▶ Given records
⁂

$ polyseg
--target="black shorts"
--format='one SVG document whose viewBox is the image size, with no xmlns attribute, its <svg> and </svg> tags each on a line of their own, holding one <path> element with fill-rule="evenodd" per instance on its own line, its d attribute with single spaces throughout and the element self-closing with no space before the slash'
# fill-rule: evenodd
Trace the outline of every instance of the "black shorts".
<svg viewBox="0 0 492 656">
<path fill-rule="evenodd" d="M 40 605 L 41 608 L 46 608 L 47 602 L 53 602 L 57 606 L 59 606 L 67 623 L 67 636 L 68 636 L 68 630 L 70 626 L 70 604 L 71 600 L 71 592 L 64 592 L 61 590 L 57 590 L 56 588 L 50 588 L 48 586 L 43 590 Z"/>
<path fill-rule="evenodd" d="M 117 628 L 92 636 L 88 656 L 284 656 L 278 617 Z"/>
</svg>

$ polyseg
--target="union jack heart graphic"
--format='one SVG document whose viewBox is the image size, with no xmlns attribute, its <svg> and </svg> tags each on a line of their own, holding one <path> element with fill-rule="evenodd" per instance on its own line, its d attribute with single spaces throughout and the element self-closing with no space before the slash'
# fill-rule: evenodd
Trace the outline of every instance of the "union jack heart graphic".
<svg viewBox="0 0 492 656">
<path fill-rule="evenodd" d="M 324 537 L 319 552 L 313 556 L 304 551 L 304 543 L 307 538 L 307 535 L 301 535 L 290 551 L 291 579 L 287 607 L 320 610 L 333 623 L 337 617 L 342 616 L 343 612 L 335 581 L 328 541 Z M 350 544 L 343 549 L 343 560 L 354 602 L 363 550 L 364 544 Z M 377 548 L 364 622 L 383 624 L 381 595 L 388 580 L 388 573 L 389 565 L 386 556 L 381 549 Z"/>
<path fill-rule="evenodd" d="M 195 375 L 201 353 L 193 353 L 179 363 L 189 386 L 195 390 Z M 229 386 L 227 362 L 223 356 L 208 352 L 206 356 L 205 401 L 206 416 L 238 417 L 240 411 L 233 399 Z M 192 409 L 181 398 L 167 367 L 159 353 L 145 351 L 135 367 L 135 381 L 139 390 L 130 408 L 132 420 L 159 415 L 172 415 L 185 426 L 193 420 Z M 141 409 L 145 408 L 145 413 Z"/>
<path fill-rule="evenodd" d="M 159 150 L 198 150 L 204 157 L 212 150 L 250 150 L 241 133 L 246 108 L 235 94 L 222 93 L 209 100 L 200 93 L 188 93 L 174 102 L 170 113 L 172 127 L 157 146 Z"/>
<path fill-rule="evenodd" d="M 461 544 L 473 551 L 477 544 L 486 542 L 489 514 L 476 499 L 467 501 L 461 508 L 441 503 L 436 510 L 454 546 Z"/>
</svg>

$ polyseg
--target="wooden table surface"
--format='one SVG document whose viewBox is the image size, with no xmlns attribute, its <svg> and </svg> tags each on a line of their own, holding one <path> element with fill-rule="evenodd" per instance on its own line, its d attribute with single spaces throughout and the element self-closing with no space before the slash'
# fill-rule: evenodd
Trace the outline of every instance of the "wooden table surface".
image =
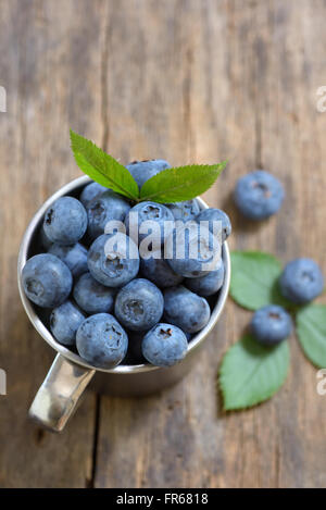
<svg viewBox="0 0 326 510">
<path fill-rule="evenodd" d="M 229 164 L 205 195 L 230 215 L 231 248 L 324 273 L 326 85 L 323 0 L 0 0 L 1 487 L 322 487 L 326 397 L 291 338 L 291 368 L 268 402 L 224 414 L 222 354 L 250 313 L 228 300 L 193 371 L 145 399 L 88 394 L 62 435 L 27 420 L 53 351 L 21 304 L 16 258 L 37 208 L 80 175 L 68 128 L 127 163 Z M 286 186 L 261 224 L 236 212 L 237 178 L 264 167 Z"/>
</svg>

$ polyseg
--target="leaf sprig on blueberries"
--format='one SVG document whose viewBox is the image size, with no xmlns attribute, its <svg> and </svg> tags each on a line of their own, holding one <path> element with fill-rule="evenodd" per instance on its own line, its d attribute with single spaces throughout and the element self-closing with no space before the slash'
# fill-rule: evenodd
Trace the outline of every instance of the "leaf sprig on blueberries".
<svg viewBox="0 0 326 510">
<path fill-rule="evenodd" d="M 79 169 L 97 183 L 135 202 L 174 203 L 191 200 L 206 191 L 225 169 L 216 164 L 190 164 L 165 169 L 139 189 L 130 172 L 92 141 L 71 129 L 71 146 Z"/>
</svg>

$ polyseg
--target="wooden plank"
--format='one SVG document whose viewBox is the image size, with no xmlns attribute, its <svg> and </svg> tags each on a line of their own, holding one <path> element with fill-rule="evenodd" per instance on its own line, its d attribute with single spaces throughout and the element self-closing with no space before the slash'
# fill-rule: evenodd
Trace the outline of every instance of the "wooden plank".
<svg viewBox="0 0 326 510">
<path fill-rule="evenodd" d="M 110 151 L 124 162 L 229 157 L 206 199 L 230 213 L 231 247 L 325 263 L 326 116 L 314 103 L 324 78 L 323 18 L 322 1 L 111 3 Z M 284 181 L 288 200 L 256 225 L 239 216 L 229 194 L 238 176 L 261 165 Z M 101 399 L 96 486 L 325 486 L 325 402 L 294 338 L 283 391 L 250 411 L 221 412 L 217 365 L 249 320 L 228 302 L 198 365 L 175 388 Z"/>
<path fill-rule="evenodd" d="M 193 371 L 146 399 L 96 396 L 62 436 L 26 412 L 52 360 L 20 304 L 15 264 L 26 223 L 46 197 L 79 175 L 73 127 L 123 163 L 230 159 L 206 195 L 231 216 L 233 248 L 284 261 L 312 256 L 325 271 L 325 2 L 241 0 L 4 0 L 0 10 L 0 397 L 2 487 L 277 487 L 326 483 L 325 400 L 294 338 L 285 388 L 225 415 L 215 377 L 250 313 L 231 301 Z M 236 212 L 239 175 L 263 165 L 287 186 L 276 217 Z M 3 206 L 4 204 L 4 206 Z M 95 446 L 95 456 L 93 453 Z"/>
<path fill-rule="evenodd" d="M 27 421 L 54 352 L 20 302 L 16 257 L 27 222 L 45 199 L 79 176 L 68 128 L 102 136 L 101 1 L 2 1 L 0 82 L 1 301 L 0 486 L 85 487 L 92 476 L 96 397 L 88 395 L 61 436 Z"/>
</svg>

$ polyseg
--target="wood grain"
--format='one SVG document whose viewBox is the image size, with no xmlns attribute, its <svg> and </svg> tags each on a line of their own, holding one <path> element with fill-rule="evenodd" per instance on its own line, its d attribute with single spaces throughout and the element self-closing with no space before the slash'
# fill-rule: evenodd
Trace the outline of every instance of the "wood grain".
<svg viewBox="0 0 326 510">
<path fill-rule="evenodd" d="M 230 160 L 205 195 L 231 217 L 233 248 L 325 260 L 326 84 L 322 0 L 2 0 L 0 85 L 0 486 L 323 487 L 325 397 L 291 338 L 281 391 L 224 414 L 216 372 L 250 313 L 230 300 L 176 387 L 146 399 L 87 395 L 62 436 L 26 411 L 52 359 L 16 290 L 16 253 L 38 206 L 78 175 L 68 127 L 123 163 Z M 281 212 L 243 221 L 230 194 L 265 167 L 285 184 Z"/>
</svg>

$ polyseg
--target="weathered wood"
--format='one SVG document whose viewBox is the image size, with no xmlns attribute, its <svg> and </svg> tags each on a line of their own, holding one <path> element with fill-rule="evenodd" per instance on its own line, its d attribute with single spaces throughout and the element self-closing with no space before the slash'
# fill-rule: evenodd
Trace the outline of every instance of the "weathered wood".
<svg viewBox="0 0 326 510">
<path fill-rule="evenodd" d="M 229 158 L 205 199 L 230 214 L 231 247 L 284 261 L 311 256 L 326 270 L 326 114 L 316 111 L 325 8 L 322 0 L 1 1 L 0 366 L 9 388 L 0 396 L 0 486 L 325 486 L 326 401 L 294 337 L 283 390 L 255 409 L 222 412 L 217 366 L 250 319 L 230 300 L 175 388 L 138 400 L 100 397 L 98 416 L 87 395 L 62 436 L 41 433 L 26 411 L 53 354 L 24 314 L 15 276 L 28 219 L 79 174 L 68 127 L 123 163 Z M 261 165 L 285 183 L 287 200 L 256 225 L 240 217 L 230 192 Z"/>
</svg>

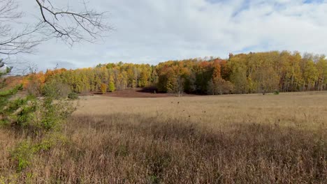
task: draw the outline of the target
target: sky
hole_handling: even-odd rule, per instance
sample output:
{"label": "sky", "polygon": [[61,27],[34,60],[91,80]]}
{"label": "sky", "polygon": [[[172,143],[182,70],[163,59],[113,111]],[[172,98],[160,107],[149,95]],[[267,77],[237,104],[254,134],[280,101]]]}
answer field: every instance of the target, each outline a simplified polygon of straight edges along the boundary
{"label": "sky", "polygon": [[[34,1],[17,1],[26,21],[40,17]],[[82,8],[78,0],[52,1]],[[96,0],[88,6],[108,12],[114,30],[102,40],[71,47],[52,40],[17,58],[44,70],[270,50],[327,54],[327,0]]]}

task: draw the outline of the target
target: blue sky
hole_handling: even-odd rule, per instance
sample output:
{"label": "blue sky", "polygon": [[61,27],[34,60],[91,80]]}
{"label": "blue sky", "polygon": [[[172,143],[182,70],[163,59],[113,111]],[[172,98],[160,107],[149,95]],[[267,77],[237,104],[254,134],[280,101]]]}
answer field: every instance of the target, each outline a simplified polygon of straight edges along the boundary
{"label": "blue sky", "polygon": [[[20,0],[27,20],[37,7]],[[80,8],[78,1],[69,1]],[[66,3],[66,0],[56,1]],[[99,63],[157,64],[170,59],[228,53],[290,50],[327,54],[327,1],[97,0],[89,6],[108,11],[115,31],[98,44],[69,47],[50,40],[19,59],[39,70],[76,68]]]}

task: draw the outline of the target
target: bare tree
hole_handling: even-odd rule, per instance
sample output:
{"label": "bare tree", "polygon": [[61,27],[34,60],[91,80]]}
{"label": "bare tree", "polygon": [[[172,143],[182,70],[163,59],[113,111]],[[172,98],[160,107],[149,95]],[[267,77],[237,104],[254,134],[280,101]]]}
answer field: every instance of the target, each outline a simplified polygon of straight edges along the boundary
{"label": "bare tree", "polygon": [[61,38],[68,44],[75,42],[93,42],[99,38],[103,31],[111,29],[103,20],[106,13],[89,10],[87,3],[82,2],[84,10],[73,10],[69,6],[64,8],[55,7],[50,0],[36,0],[42,15],[41,24],[48,29],[47,36]]}
{"label": "bare tree", "polygon": [[69,45],[74,43],[94,43],[103,32],[110,31],[105,20],[106,13],[89,10],[82,2],[83,10],[74,11],[69,6],[57,8],[54,1],[35,0],[40,10],[40,22],[26,24],[17,31],[13,24],[24,15],[15,0],[0,0],[0,54],[31,53],[43,41],[59,38]]}

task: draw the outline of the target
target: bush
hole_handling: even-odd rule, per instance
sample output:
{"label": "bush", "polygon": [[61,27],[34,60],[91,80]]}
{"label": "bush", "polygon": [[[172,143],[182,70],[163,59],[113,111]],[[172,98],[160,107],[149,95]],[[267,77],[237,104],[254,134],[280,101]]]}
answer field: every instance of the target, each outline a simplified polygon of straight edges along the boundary
{"label": "bush", "polygon": [[78,99],[78,94],[75,93],[75,92],[72,92],[72,93],[68,94],[68,98],[71,99],[71,100]]}
{"label": "bush", "polygon": [[104,83],[102,83],[100,86],[100,90],[101,91],[102,94],[106,94],[106,93],[107,93],[107,85],[106,85]]}
{"label": "bush", "polygon": [[71,92],[71,88],[68,84],[55,79],[45,83],[43,89],[43,95],[54,99],[66,98]]}

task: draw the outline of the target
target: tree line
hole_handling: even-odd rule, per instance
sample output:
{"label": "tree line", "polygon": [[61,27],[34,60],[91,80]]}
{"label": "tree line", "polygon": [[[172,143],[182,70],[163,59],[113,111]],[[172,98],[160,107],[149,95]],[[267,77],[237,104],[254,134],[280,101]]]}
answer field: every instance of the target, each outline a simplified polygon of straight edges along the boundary
{"label": "tree line", "polygon": [[23,83],[25,89],[35,91],[54,79],[75,93],[148,86],[178,94],[321,91],[327,89],[327,59],[324,55],[283,51],[230,54],[228,59],[168,61],[157,66],[119,62],[48,70],[24,77]]}

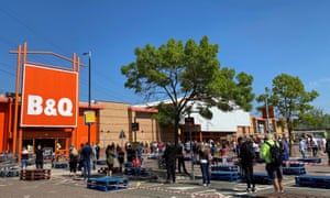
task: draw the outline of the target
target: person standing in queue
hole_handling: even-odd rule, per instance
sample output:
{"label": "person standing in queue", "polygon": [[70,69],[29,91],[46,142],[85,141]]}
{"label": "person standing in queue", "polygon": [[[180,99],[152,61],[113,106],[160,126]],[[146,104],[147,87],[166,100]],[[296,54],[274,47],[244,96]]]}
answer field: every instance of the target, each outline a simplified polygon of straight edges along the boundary
{"label": "person standing in queue", "polygon": [[21,154],[21,167],[22,169],[26,169],[29,165],[29,151],[26,147],[23,147],[22,154]]}
{"label": "person standing in queue", "polygon": [[106,150],[106,156],[107,156],[107,165],[108,165],[108,169],[107,169],[107,176],[112,176],[112,170],[113,170],[113,165],[114,165],[114,146],[113,145],[108,145],[107,150]]}
{"label": "person standing in queue", "polygon": [[167,172],[167,179],[165,184],[170,184],[170,178],[172,182],[175,183],[176,150],[175,150],[175,145],[173,145],[170,142],[167,142],[166,144],[163,158],[165,160],[166,172]]}
{"label": "person standing in queue", "polygon": [[35,150],[35,168],[43,169],[44,168],[44,151],[41,145],[37,145]]}
{"label": "person standing in queue", "polygon": [[177,146],[177,167],[179,174],[182,173],[182,168],[183,168],[184,173],[188,175],[185,165],[184,144],[182,143],[182,141],[178,142],[178,146]]}
{"label": "person standing in queue", "polygon": [[[255,161],[255,151],[253,147],[253,141],[250,136],[245,136],[245,141],[241,145],[240,158],[244,177],[246,182],[246,193],[255,193],[255,179],[253,176],[253,165]],[[252,188],[251,188],[252,187]]]}
{"label": "person standing in queue", "polygon": [[91,147],[87,142],[81,148],[82,164],[84,164],[84,179],[90,178],[90,157],[92,155]]}
{"label": "person standing in queue", "polygon": [[79,154],[78,154],[77,148],[74,145],[72,145],[69,148],[69,169],[70,169],[69,176],[72,176],[72,174],[74,174],[74,176],[76,176],[78,156],[79,156]]}
{"label": "person standing in queue", "polygon": [[200,164],[200,170],[201,170],[201,177],[202,177],[202,186],[207,187],[210,186],[210,151],[209,145],[200,143],[199,144],[199,164]]}
{"label": "person standing in queue", "polygon": [[[279,143],[273,140],[273,135],[266,134],[265,142],[262,146],[262,156],[266,162],[266,172],[268,177],[273,180],[275,193],[284,193],[284,184],[283,184],[283,172],[282,172],[282,162],[275,163],[275,152],[272,152],[272,146],[276,146],[277,150],[282,151]],[[274,148],[273,148],[274,150]],[[279,154],[282,160],[282,154]],[[277,157],[276,157],[277,158]]]}

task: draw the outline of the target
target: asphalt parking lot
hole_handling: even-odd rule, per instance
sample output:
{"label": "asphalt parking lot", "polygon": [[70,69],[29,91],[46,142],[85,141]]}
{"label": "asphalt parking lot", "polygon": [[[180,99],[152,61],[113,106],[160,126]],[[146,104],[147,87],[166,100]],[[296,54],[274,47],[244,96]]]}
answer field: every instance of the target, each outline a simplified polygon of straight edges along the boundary
{"label": "asphalt parking lot", "polygon": [[[326,158],[322,156],[322,162]],[[186,163],[191,173],[191,164]],[[50,165],[46,167],[51,168]],[[150,173],[148,177],[130,177],[129,188],[116,191],[100,191],[88,189],[87,184],[80,177],[69,176],[67,168],[53,168],[51,179],[45,180],[20,180],[19,177],[0,177],[0,198],[84,198],[84,197],[143,197],[143,198],[229,198],[229,197],[330,197],[329,189],[297,187],[295,175],[285,175],[285,193],[274,194],[272,185],[257,185],[257,193],[246,194],[246,185],[240,182],[211,180],[210,187],[201,185],[199,166],[195,165],[195,179],[188,176],[177,175],[175,184],[164,184],[165,170],[157,168],[157,161],[145,160],[144,166]],[[98,168],[100,165],[98,166]],[[31,167],[33,168],[33,167]],[[307,174],[328,175],[330,167],[326,164],[306,165]],[[264,173],[264,164],[256,164],[255,173]],[[94,177],[100,177],[99,173],[92,172]],[[117,175],[122,176],[122,175]],[[154,177],[156,176],[156,177]]]}

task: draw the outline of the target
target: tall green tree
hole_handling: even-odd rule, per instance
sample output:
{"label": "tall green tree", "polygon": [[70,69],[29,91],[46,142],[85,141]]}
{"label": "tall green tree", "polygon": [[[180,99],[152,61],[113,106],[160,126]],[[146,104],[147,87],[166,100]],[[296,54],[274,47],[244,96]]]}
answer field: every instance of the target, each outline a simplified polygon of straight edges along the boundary
{"label": "tall green tree", "polygon": [[127,88],[146,100],[170,100],[170,105],[160,105],[158,119],[174,125],[175,143],[180,117],[191,110],[188,101],[201,101],[198,110],[206,118],[212,117],[209,108],[215,106],[228,111],[237,106],[252,109],[253,77],[220,69],[218,51],[219,46],[210,44],[207,36],[199,44],[170,38],[158,48],[150,44],[135,48],[135,62],[121,67]]}
{"label": "tall green tree", "polygon": [[285,120],[292,142],[294,120],[300,120],[306,112],[314,109],[310,102],[318,96],[316,90],[306,91],[299,77],[280,74],[273,79],[271,94],[266,89],[266,94],[258,96],[256,100],[263,102],[267,97],[268,105],[273,106],[276,114]]}

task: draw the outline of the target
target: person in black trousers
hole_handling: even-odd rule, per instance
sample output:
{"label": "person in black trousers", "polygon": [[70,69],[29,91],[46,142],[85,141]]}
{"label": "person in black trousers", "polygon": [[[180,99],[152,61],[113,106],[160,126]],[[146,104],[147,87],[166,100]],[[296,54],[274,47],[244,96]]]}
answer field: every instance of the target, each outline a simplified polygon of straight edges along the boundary
{"label": "person in black trousers", "polygon": [[44,151],[41,145],[37,145],[35,150],[35,167],[36,169],[44,168]]}
{"label": "person in black trousers", "polygon": [[183,167],[184,173],[188,175],[185,165],[184,144],[180,141],[178,142],[178,146],[177,146],[177,167],[179,174],[182,173],[182,167]]}
{"label": "person in black trousers", "polygon": [[170,184],[170,178],[175,183],[175,169],[176,169],[176,148],[170,142],[166,144],[165,152],[163,154],[166,163],[167,179],[165,184]]}
{"label": "person in black trousers", "polygon": [[[245,142],[242,143],[240,148],[240,157],[241,164],[244,172],[245,180],[246,180],[246,191],[248,193],[255,193],[255,179],[253,176],[253,165],[255,161],[255,152],[253,147],[253,142],[250,136],[245,138]],[[252,188],[251,188],[252,185]]]}

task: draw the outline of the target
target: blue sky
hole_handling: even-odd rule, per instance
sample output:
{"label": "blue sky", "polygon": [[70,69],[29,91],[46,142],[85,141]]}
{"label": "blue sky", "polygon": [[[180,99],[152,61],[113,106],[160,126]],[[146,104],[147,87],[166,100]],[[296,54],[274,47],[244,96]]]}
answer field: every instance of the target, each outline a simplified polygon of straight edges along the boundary
{"label": "blue sky", "polygon": [[[124,88],[120,72],[134,62],[134,48],[158,47],[169,38],[198,43],[207,35],[220,46],[221,66],[254,77],[256,95],[277,75],[298,76],[307,91],[320,94],[312,105],[330,113],[329,9],[328,0],[1,1],[0,91],[14,91],[16,56],[9,51],[26,41],[30,51],[77,53],[86,64],[81,54],[91,51],[91,98],[142,103],[143,98]],[[50,56],[28,59],[70,66]],[[88,98],[87,81],[84,67],[81,101]]]}

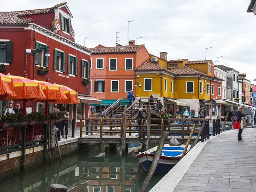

⁂

Pick out and copy every line of the items that contains the string "Trace".

Trace the outline of every instance of the "black shorts".
Trace the outline of every instance of the "union jack heart graphic".
Trace the outline of every instance of the "wooden table surface".
Trace the outline of every instance of the "leaf sprig on blueberries".
Trace the outline of every instance of the "wooden plank".
Trace the outline of every instance of the "wood grain".
Trace the outline of every instance of the "weathered wood".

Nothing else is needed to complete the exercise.